# [Istruzioni di lavoro]
(1) Nel brano sull'improvvisazione degli attori, spiega a quale scopo si creano le condizioni nel processo di improvvisazione. Rispondi in una-tre frasi.
(2) Conta le righe dei record che contengono la stringa "window", tenendo conto di maiuscole e minuscole, e scrivi soltanto il numero.

Afferma Lupa: “Non so perché ma
questa zona apporta al nostro immaginario un flusso simbolico. Abbiamo voglia
di cadere insieme a loro, d’affondare, qualche volta, nei loro sogni d’orrore”.
Il testo, in questo senso, è trattato come una materia bruta alla quale
attingere ma dove non restare imprigionati per rispettare la sua letterarietà.
Trascendendo i limiti della sua parola, funziona come un palinsesto,
sovrapposizione di strati dove si indovinano tracce di strati precedenti. Gli
attori, dunque, per primi sono chiamati a discendere con il proprio corpo, all’interno del testo a
cercare, ad attingere da questo versante oscuro o zona di insondabilità celata,
non visibile tuttavia tanto più presente, ambigua, intaccata della psiche.
Nel processo di improvvisazione si
pone una situazione data, una limitazione spaziale, si creano le condizioni
perché qualcosa possa accadere, uno spazio aperto perché un avvenimento oppure la sua assenza abitata,
l' irruzione di qualcosa o un niente carico di presenza possa attraversare. Un
pezzo di muro, un antro fatiscente dove andrebbe a ripararsi un mendicante, il
tempo d'un ora e una telecamera per fare sorgere qualcosa, creare a partire da
uno spazio dato.

(Voci di dati)
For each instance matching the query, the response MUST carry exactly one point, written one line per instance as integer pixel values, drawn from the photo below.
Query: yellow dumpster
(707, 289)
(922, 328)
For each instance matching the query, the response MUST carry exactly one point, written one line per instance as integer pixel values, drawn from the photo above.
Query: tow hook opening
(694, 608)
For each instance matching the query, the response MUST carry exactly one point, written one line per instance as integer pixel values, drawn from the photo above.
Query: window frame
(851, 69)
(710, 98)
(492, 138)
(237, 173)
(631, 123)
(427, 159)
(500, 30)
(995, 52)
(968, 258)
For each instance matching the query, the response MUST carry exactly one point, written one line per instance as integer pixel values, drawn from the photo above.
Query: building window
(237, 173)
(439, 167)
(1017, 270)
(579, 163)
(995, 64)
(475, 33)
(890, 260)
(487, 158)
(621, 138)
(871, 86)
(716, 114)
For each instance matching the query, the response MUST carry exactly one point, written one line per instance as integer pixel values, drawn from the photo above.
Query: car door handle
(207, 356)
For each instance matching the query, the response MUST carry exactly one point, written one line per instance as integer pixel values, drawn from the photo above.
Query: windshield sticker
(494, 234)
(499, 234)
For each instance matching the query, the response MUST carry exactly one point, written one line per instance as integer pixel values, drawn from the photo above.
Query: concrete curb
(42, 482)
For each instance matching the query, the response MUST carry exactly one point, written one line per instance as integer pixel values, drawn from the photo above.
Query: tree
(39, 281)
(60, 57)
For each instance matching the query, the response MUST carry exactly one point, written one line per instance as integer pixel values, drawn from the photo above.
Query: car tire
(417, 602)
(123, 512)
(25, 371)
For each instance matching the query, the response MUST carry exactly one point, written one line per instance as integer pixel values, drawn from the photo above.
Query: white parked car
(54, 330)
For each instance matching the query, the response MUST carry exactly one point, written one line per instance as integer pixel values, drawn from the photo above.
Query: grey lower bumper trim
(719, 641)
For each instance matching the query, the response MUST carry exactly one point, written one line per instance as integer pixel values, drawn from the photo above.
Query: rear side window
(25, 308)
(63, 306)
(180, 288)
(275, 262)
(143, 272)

# [Soluzioni dei compiti]
(1) Nel processo di improvvisazione si pongono una situazione data e una limitazione spaziale, e si creano le condizioni perché qualcosa possa accadere. Si apre così uno spazio che un avvenimento oppure la sua assenza abitata, l'irruzione di qualcosa o un niente carico di presenza possa attraversare.

(2) 3